GIVEN RECORDS section start
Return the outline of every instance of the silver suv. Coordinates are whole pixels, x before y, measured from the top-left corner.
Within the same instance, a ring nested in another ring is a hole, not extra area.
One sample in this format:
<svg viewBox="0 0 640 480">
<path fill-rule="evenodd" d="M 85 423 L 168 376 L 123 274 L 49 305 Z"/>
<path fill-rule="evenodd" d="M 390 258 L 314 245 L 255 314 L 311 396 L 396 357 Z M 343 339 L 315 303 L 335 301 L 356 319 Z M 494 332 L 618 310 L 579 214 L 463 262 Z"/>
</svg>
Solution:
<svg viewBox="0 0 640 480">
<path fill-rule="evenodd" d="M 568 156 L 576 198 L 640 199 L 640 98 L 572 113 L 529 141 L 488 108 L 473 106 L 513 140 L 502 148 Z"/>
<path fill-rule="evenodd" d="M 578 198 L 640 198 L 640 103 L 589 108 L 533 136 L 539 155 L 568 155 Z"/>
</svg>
GIVEN RECORDS section end
TASK OBJECTIVE. Repeat word for word from the line holding "390 258 L 314" down to the last line above, including both.

EXERCISE RESPONSE.
<path fill-rule="evenodd" d="M 390 258 L 314 245 L 255 314 L 311 396 L 396 357 Z M 343 339 L 315 303 L 335 301 L 356 319 Z M 494 332 L 618 310 L 579 214 L 463 262 Z"/>
</svg>
Solution:
<svg viewBox="0 0 640 480">
<path fill-rule="evenodd" d="M 568 156 L 576 198 L 640 199 L 640 98 L 572 113 L 529 141 L 488 108 L 473 106 L 513 140 L 502 148 Z"/>
<path fill-rule="evenodd" d="M 578 198 L 640 198 L 640 103 L 589 108 L 533 136 L 539 155 L 568 155 Z"/>
</svg>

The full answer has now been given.